» Brief 1
Collect every line in the listing below that contains the string "blazer".

» Selection
· · ·

In addition to any other applicable requirements, for a nomination to be made by
a shareholder, such shareholder must have given timely notice thereof in proper
written form to the Secretary of the Company. To be timely a shareholder's
notice to the Secretary must be delivered to or mailed and received at the
principal executive offices of the Company not less than one hundred twenty
(120) days prior to the anniversary date of the immediately preceding Annual
Meeting of Shareholders; provided, however, that in the event that the Annual
Meeting is called for a date that is not within thirty (30) days before or after
such an anniversary date, notice by the shareholder in order to be timely must
be so received not later than the close of business on the tenth (10th) day
following the date on which such notice of the date of the Annual Meeting was
mailed or public disclosure of the date of the Annual Meeting was made,
whichever first occurs. In no event shall the adjournment of an Annual Meeting
commence a new time period for the giving of a shareholder's notice as described
above.
To be in proper written form, a shareholder's notice to the Secretary must set
forth (a) as to each person whom the shareholder proposes to nominate for
election as a director (i) the name, age, business address and residence address
of the person, (ii) the principal occupation or employment of the person, (iii)

· · ·

» Brief 2
Extend the passage above on shareholder nominations of directors, picking up right after its final words.

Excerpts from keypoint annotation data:
· · ·

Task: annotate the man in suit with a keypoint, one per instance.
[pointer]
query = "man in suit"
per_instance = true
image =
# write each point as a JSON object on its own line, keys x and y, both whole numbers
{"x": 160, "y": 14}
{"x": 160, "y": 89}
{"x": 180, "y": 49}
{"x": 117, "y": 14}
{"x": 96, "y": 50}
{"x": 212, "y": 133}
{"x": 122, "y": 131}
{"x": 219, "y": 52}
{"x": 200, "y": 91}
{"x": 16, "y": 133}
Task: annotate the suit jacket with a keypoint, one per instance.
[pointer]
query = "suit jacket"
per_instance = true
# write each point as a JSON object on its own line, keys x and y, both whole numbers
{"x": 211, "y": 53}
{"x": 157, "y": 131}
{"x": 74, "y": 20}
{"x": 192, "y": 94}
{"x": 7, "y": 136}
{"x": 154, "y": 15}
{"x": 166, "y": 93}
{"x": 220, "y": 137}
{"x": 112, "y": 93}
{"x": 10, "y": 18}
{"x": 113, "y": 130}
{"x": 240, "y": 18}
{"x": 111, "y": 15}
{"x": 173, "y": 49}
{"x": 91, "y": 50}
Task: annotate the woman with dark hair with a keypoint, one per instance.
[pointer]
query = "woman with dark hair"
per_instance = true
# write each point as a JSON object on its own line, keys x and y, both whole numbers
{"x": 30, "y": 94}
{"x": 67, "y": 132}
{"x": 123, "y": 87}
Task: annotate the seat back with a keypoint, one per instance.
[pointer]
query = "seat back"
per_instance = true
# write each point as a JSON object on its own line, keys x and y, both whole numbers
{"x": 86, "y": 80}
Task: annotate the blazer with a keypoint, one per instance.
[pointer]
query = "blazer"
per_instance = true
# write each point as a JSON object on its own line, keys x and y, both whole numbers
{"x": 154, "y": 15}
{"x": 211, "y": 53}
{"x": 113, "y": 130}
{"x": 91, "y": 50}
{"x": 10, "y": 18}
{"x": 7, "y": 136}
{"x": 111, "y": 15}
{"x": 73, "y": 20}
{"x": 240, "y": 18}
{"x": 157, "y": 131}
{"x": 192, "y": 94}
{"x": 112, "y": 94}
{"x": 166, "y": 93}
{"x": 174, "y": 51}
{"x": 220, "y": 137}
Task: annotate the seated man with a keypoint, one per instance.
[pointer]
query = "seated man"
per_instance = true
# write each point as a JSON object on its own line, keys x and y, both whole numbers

· · ·

» Task answer 1
Task: annotate the blazer with a keypoint, one per instance.
query = "blazer"

» Task answer 2
the class or series and number of shares of capital stock of the Company which
are owned beneficially or of record by the person, and (iv) any other
information relating to the person that would be required to be disclosed in a
proxy statement or other filings required to be made in connection with
solicitations of proxies for election of directors pursuant to Section 14 of the
Securities Exchange Act of 1934, as amended (the "Exchange Act"), and the rules
and regulations promulgated thereunder; and (b) as to the shareholder giving the
notice (i) the name and address of such shareholder, (ii) the class or series
and number of shares of capital stock of the Company which are owned
beneficially or of record by such shareholder, (iii) a description of all
arrangements or understandings between such shareholder and each proposed
nominee and any other person or persons (including their names) pursuant to
which the nomination(s) are to be made by such shareholder, (iv) a
representation that such shareholder intends to appear in person or by proxy at
the Meeting to nominate the persons named in its notice, and (v) any other
information relating to such shareholder that would be required to be made in
connection with solicitations of proxies for election of directors pursuant to
Section 14 of the Exchange Act and the rules and regulations promulgated
thereunder. Such notice must be accompanied by a written consent of each
proposed nominee to being named as a nominee and to serve as a director if
elected.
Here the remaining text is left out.